__AIM OF THE EXERCISE__
Reproduce verbatim the passage of the ETH-Zürich article below that begins with the words containing "Eichler: ambitions for" and ends with "for more funding.".

__STUDY TEXT__
New ETH-Zürich boss wants more faculty, private funding

05 Dec 2007 | News
President Ralph Eichler has plans for growth and change at the top continental university – with a due measure of Swiss caution.

Eichler: ambitions for change and growth.,

Ralph Eichler, the new president of ETH-Zürich, still remembers the advice of his thesis advisor when he was a young physicist: “He said to me that one has to take risks – but be sure it works.” Eichler smiles at the memory: “That’s the Swiss way.”

That could also be his motto as he takes on one of the highest-profile jobs in academic life: head of the top-ranked university in continental Europe, home to 21 Nobel laureates – and, not incidentally, Einstein’s alma mater. Even more daunting: Eichler takes the helm a year after the institution went through a tumultuous management feud, ending in the surprise resignation of the then-president and a public complaint to the Swiss government for more funding.

In his new position, Eichler has ambitions for change and growth. He says he wants to add 80 new professorships; expand cross-disciplinary research in energy, systems biology, high-performance computing and medical technology; increase private and industrial funding; and keep raising the bar for quality at ETH-Zürich overall. “Why should you always grow” in size? he asks rhetorically. “You can grow also in quality.”

But Swiss caution is in evidence as Eichler, former director of Switzerland’s Paul Scherrer Institute for research, starts work. He appears to be carefully building a constituency inside and outside the university. When asked in an interview about his strategic plan, he says it is being developed “bottom-up” in the traditional ETH-Zürich way, through visits with each of the school’s 16 major departments, “because the president cannot be knowledgeable in all the fields in this college.” Last year’s management turnover arose partly out of conflict between then-President Ernst Hafen and the ETH-Zürich faculty.

Among Eichler’s priorities so far:

  • More faculty. Over the next 10 years, he says, ETH-Zürich needs 80 additional professors – of which about a fourth should be funded by non-government sources. Each professor, including lab and support staff, costs about a million Swiss francs. The reason for the increase: To improve the faculty-student ratio. “ETH-Zurich is very good in the (international academic) rankings, but the weakest point is in the ratio of students to professors” – about 37:1. “We need more professors.”  One of the professorships, he adds, may be a new chair for risk management – someone who would, among other things, advise the Swiss government on analysing correlations among such seemingly different risks as terrorism, financial crisis and environmental hazards.

  • Competition. Among the new hires, he hopes, will be some from such leading US universities as Harvard, MIT and Caltech. ETH-Zürich already has 43 per cent of its faculty from outside Switzerland or Germany. And Eichler’s newly appointed deputy, Vice-President for Research Peter Chen, is a former Harvard associate professor. While ETH-Zurich is a very Swiss institution, Eichler says, “you have to create an environment that the best people come here. The competition: we are watching.”

__INPUT DATA__
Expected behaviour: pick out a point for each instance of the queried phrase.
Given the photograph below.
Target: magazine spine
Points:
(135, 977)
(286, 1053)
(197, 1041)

__SOLUTION FOR THIS EXERCISE__
Eichler: ambitions for change and growth.,

Ralph Eichler, the new president of ETH-Zürich, still remembers the advice of his thesis advisor when he was a young physicist: “He said to me that one has to take risks – but be sure it works.” Eichler smiles at the memory: “That’s the Swiss way.”

That could also be his motto as he takes on one of the highest-profile jobs in academic life: head of the top-ranked university in continental Europe, home to 21 Nobel laureates – and, not incidentally, Einstein’s alma mater. Even more daunting: Eichler takes the helm a year after the institution went through a tumultuous management feud, ending in the surprise resignation of the then-president and a public complaint to the Swiss government for more funding.